• **AVAILABLE DATA**:
◆ ◆ ◆ ◆ ◆ ◆ ◆

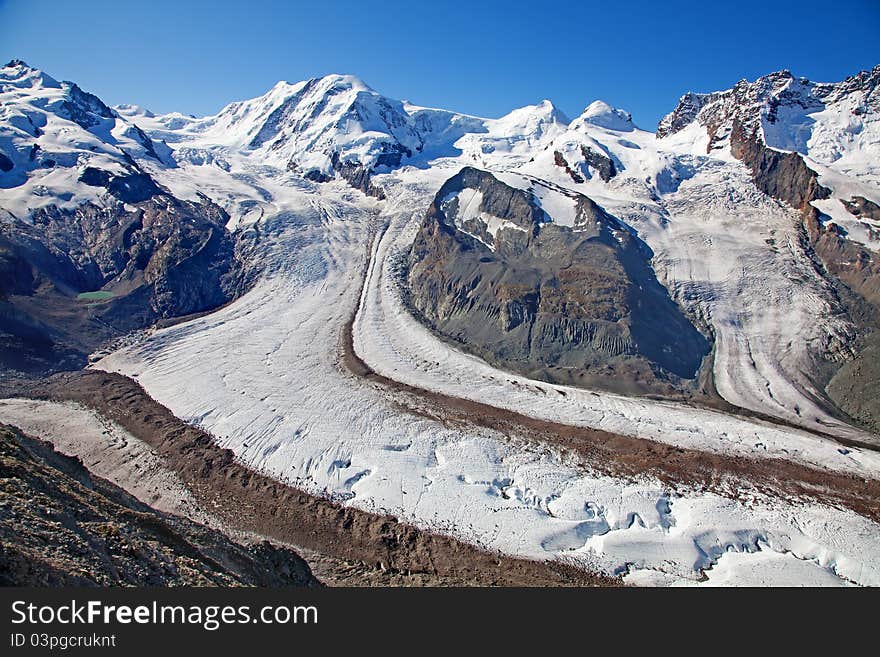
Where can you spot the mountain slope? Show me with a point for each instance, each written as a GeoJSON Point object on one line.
{"type": "Point", "coordinates": [548, 284]}
{"type": "Point", "coordinates": [84, 531]}
{"type": "Point", "coordinates": [91, 245]}
{"type": "Point", "coordinates": [815, 146]}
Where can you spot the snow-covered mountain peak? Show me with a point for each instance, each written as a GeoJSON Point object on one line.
{"type": "Point", "coordinates": [603, 115]}
{"type": "Point", "coordinates": [530, 121]}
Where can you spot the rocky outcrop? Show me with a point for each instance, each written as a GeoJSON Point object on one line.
{"type": "Point", "coordinates": [751, 118]}
{"type": "Point", "coordinates": [859, 206]}
{"type": "Point", "coordinates": [576, 304]}
{"type": "Point", "coordinates": [62, 526]}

◆ ◆ ◆ ◆ ◆ ◆ ◆

• **TASK PROMPT**: Reproduce every line of the records above word for word, omitting the pictures.

• **THE SOLUTION**:
Where can you spot the mountain slope? Show me with a point for each instance, each written as a GeoJSON Point object on one line.
{"type": "Point", "coordinates": [548, 284]}
{"type": "Point", "coordinates": [84, 531]}
{"type": "Point", "coordinates": [91, 245]}
{"type": "Point", "coordinates": [815, 146]}
Where can you spot the snow-covered mountain peak? Show me with a point for each instance, each written as a GeoJSON Point object on one line.
{"type": "Point", "coordinates": [603, 115]}
{"type": "Point", "coordinates": [530, 121]}
Where can you spot the rocky outcrop? Show me with a point for each instance, each written as a GeoJSON Point object on one line.
{"type": "Point", "coordinates": [751, 118]}
{"type": "Point", "coordinates": [859, 206]}
{"type": "Point", "coordinates": [576, 304]}
{"type": "Point", "coordinates": [62, 526]}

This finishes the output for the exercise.